● **Try it**
Each record is to be printed again exactly, though not its pictures.

● **Excerpted records**
▽

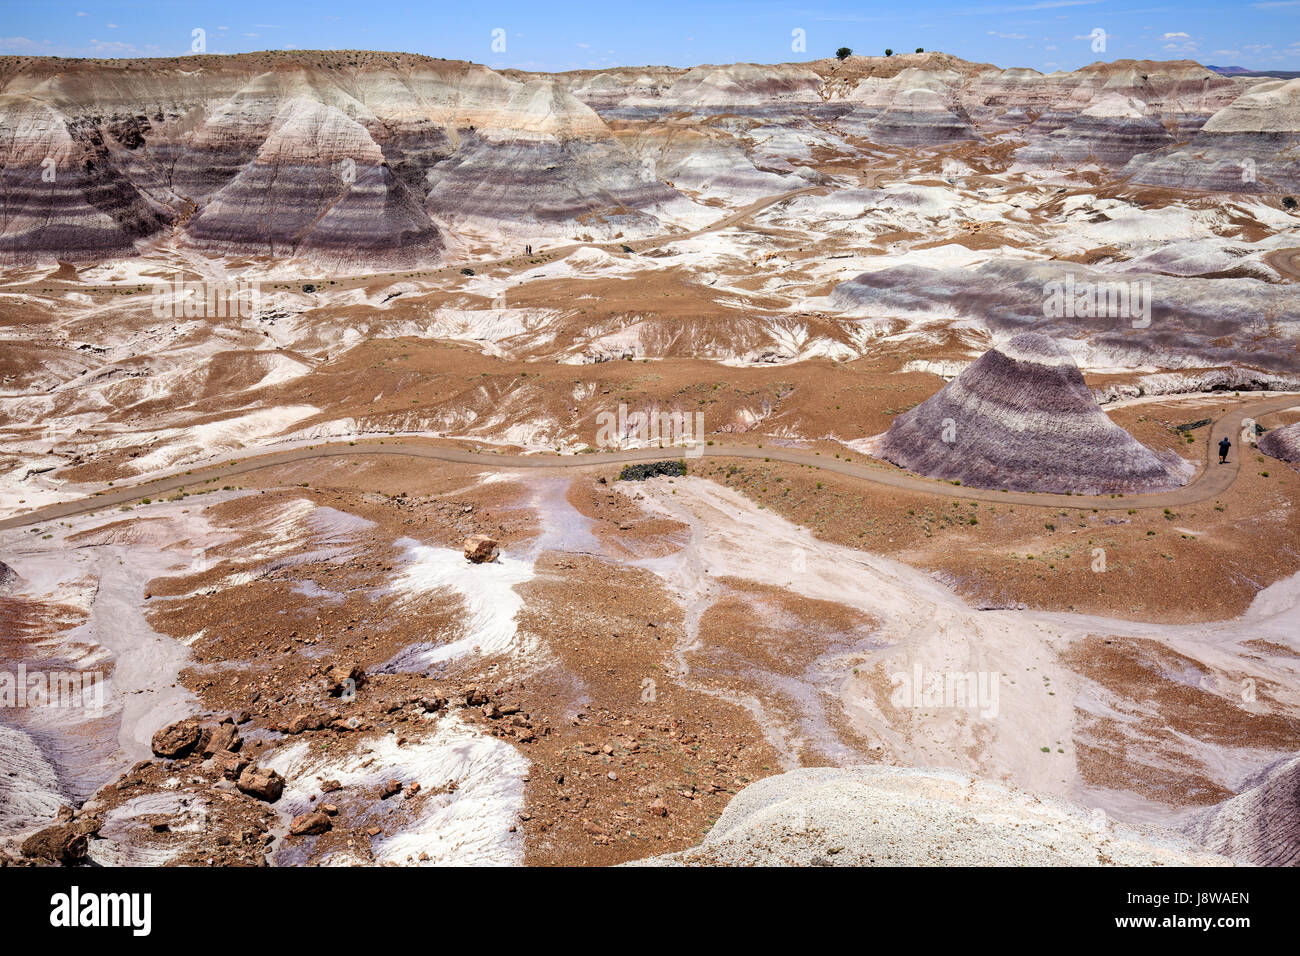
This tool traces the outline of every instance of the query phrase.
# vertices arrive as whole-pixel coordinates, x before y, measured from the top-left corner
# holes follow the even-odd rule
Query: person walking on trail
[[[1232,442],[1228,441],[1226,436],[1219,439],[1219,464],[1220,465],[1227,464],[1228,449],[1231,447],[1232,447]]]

△

● **Answer below**
This tool traces the outline of every instance of the query phrase.
# vertices arrive as whole-pixel coordinates, x before y, measured from the top-left corner
# holes follow the even-odd rule
Query: person walking on trail
[[[1232,442],[1228,441],[1226,436],[1219,439],[1219,464],[1220,465],[1227,464],[1228,449],[1231,447],[1232,447]]]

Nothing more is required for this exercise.